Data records
——
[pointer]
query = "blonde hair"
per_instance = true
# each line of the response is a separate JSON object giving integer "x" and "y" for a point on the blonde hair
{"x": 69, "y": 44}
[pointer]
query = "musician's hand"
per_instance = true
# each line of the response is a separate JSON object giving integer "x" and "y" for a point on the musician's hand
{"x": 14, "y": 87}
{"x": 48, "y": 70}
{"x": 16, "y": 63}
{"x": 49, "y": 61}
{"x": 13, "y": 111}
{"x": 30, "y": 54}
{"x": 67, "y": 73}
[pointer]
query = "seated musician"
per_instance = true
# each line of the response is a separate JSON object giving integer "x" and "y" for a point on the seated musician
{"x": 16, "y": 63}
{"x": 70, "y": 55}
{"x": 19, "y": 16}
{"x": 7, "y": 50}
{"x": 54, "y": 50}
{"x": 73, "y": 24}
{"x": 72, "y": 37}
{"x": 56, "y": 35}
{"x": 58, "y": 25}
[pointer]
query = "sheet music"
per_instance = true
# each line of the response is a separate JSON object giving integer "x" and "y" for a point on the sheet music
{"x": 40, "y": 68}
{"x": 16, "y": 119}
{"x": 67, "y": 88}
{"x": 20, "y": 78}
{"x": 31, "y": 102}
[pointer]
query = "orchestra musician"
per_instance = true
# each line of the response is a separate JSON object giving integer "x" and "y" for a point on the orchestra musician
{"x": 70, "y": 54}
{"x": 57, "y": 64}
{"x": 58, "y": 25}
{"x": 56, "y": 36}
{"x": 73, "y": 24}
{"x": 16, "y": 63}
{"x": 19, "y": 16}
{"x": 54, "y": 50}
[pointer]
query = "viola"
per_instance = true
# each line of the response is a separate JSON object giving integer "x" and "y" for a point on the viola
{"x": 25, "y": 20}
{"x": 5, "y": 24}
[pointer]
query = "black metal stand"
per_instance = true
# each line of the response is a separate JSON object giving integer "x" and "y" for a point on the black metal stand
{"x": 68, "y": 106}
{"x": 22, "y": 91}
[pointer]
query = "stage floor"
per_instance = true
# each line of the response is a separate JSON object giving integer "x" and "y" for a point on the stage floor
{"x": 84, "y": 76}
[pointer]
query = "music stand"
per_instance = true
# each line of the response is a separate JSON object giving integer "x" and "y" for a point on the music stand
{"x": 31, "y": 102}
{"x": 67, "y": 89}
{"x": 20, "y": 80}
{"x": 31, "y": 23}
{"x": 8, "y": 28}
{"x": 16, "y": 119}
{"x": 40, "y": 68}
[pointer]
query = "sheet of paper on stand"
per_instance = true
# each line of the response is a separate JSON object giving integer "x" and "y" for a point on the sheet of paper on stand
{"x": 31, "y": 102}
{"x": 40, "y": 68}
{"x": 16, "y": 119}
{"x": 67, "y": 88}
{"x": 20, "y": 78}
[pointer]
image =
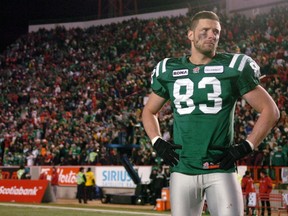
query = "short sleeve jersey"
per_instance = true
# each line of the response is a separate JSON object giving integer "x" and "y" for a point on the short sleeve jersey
{"x": 203, "y": 99}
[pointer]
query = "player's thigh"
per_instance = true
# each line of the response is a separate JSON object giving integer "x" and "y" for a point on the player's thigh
{"x": 186, "y": 195}
{"x": 224, "y": 195}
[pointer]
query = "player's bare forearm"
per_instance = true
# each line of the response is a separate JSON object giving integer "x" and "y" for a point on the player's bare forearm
{"x": 151, "y": 124}
{"x": 149, "y": 115}
{"x": 261, "y": 101}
——
Every entry above is to be set down exactly; the pictures are to be left out.

Solution for this task
[pointer]
query = "blonde hair"
per_instance = true
# each line of the response is a separate JSON object giving integer "x" and "y" for a point on the blonde hair
{"x": 69, "y": 44}
[pointer]
query = "musician's hand"
per_instance = true
# each line of the response is a separate JSON object giving integer "x" and "y" for a point on the musician's hand
{"x": 14, "y": 87}
{"x": 48, "y": 70}
{"x": 16, "y": 63}
{"x": 49, "y": 61}
{"x": 13, "y": 111}
{"x": 30, "y": 54}
{"x": 67, "y": 73}
[pointer]
query = "seated musician"
per_instance = true
# each line of the response is a separate JSON object giving integer "x" and "y" for a point on the seated musician
{"x": 16, "y": 63}
{"x": 70, "y": 55}
{"x": 19, "y": 16}
{"x": 7, "y": 50}
{"x": 54, "y": 50}
{"x": 73, "y": 24}
{"x": 72, "y": 37}
{"x": 56, "y": 35}
{"x": 58, "y": 25}
[pointer]
query = "sheet music"
per_instance = true
# each line of the response is a separate JSON object giving integer "x" and "y" for a point on the sheet music
{"x": 40, "y": 68}
{"x": 16, "y": 119}
{"x": 67, "y": 88}
{"x": 20, "y": 78}
{"x": 31, "y": 102}
[pointer]
query = "orchestra musician"
per_instance = true
# each line of the response is a separate JSON object giving integer "x" and "y" for a point on the orchestra musician
{"x": 70, "y": 54}
{"x": 57, "y": 64}
{"x": 58, "y": 25}
{"x": 56, "y": 36}
{"x": 73, "y": 24}
{"x": 16, "y": 63}
{"x": 19, "y": 16}
{"x": 54, "y": 50}
[pointer]
query = "viola"
per_instance = true
# each line of the response is a separate JSON object giving integer "x" and "y" for a point on the viola
{"x": 25, "y": 20}
{"x": 5, "y": 24}
[pointer]
query = "black metal stand"
per_instance = true
# each line of the response is a separate JSON object giving integer "x" and "y" for a point on the black metal stand
{"x": 68, "y": 106}
{"x": 22, "y": 91}
[pointer]
query = "stage floor"
per_instance = true
# each line of the response is a separate JSON object giving integer "x" and "y" for a point on the stage floor
{"x": 84, "y": 76}
[pointer]
query = "music stand"
per_instance = true
# each line of the response is a separate JSON object giving integer "x" and "y" for a point on the music stand
{"x": 31, "y": 102}
{"x": 67, "y": 89}
{"x": 20, "y": 80}
{"x": 31, "y": 23}
{"x": 8, "y": 28}
{"x": 16, "y": 119}
{"x": 40, "y": 68}
[pointer]
query = "sheet of paper on stand"
per_instance = true
# each line of the response is a separate JSON object giving integer "x" and "y" for a point on the sheet of paper on stand
{"x": 31, "y": 102}
{"x": 40, "y": 68}
{"x": 16, "y": 119}
{"x": 67, "y": 88}
{"x": 20, "y": 78}
[pointer]
image =
query = "short sleeve jersey"
per_instance = true
# each line of the response is a separate JSON object giving integer "x" and "y" for a point on the short sleeve jersey
{"x": 203, "y": 99}
[pointer]
query = "player's thigh"
per_instance = true
# each line of the response is a separate JSON object giving integer "x" and "y" for a point on the player's thigh
{"x": 186, "y": 195}
{"x": 224, "y": 195}
[pointer]
query = "player's bare forearm"
per_instance = true
# each line of the response is a separate JSON object giving integer "x" and "y" for a point on the player's bare forearm
{"x": 151, "y": 124}
{"x": 149, "y": 115}
{"x": 261, "y": 101}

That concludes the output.